* Excerpt to read
════

The Hidden Grace of Pain and Suffering

The Hidden Grace of Pain and Suffering

A long time ago, my talented best friend and spoken word artist Cory Russo wrote a poem about the power of pain and how it can change us entirely. For me, one of the most meaningful lines from this poem was, “I can make an atheist drop to his knees and pray — I AM PAIN.” (Click here to listen to her entire poem!).

This line is meaningful on many levels. For me, it has only become more relevant and meaningful over time, as I relate it to my journey of life’s experiences kicking my ass and deepening my character in the meantime.

It is my journey of a dominating skeptical attitude into openness, as I became more aware that this skepticism was primarily due to my own lack of awareness and knowledge, which in turn led me to believe that I was knowledgeable enough to assert my opinion on things I didn’t know enough about.

Like most people at one time of our lives or another, I was more aware of popular opinion regarding certain topics that seemed “illogical” and this is the stance I would take, without actually having proper experience regarding that topic.

Skepticism obviously isn’t necessarily bad — as everything should be examined properly and skepticism often exists for a reason.

However at the same time, it has the great potential to keep us closed, and doesn’t always allow us to actually examine from a neutral and open mind state. We don’t have to believe, but we don’t necessarily have to be skeptical, either.

════

* Instructions
**1)** Decide whether each statement agrees with the essay on pain and suffering. For each, answer yes or no and quote the deciding words from the essay.
(a) The poem was written by a spoken word artist who is the author's best friend.
(b) The author considers skepticism always bad.
(c) The author says skepticism can keep us closed.
**2)** In the records, start at the line that has "of the bare" and continue through the last line of the records. Reproduce those lines with "bare branch" swapped for "leafless branch" and all else unchanged.
The essay and the records that follow it are separate material.

* Given records
════

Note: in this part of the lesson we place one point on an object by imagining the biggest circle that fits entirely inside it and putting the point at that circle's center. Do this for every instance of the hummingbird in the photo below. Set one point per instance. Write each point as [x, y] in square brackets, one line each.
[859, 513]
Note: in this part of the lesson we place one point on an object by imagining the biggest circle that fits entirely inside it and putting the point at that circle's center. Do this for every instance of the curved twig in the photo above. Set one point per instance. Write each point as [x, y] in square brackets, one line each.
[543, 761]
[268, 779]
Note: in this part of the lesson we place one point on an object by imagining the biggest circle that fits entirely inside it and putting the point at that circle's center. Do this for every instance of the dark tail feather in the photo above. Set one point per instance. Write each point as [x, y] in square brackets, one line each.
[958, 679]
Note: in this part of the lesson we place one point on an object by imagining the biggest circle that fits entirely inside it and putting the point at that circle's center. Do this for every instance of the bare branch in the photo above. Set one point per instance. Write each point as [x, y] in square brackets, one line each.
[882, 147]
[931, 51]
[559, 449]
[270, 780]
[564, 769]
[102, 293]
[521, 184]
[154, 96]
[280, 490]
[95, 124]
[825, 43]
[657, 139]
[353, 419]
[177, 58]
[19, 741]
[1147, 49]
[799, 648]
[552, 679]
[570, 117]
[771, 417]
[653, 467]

════

* Expected outputs
**1)**
(a) Yes: "my talented best friend and spoken word artist Cory Russo wrote a poem"
(b) No: "Skepticism obviously isn’t necessarily bad"
(c) Yes: "it has the great potential to keep us closed"

**2)**
Note: in this part of the lesson we place one point on an object by imagining the biggest circle that fits entirely inside it and putting the point at that circle's center. Do this for every instance of the leafless branch in the photo above. Set one point per instance. Write each point as [x, y] in square brackets, one line each.
[882, 147]
[931, 51]
[559, 449]
[270, 780]
[564, 769]
[102, 293]
[521, 184]
[154, 96]
[280, 490]
[95, 124]
[825, 43]
[657, 139]
[353, 419]
[177, 58]
[19, 741]
[1147, 49]
[799, 648]
[552, 679]
[570, 117]
[771, 417]
[653, 467]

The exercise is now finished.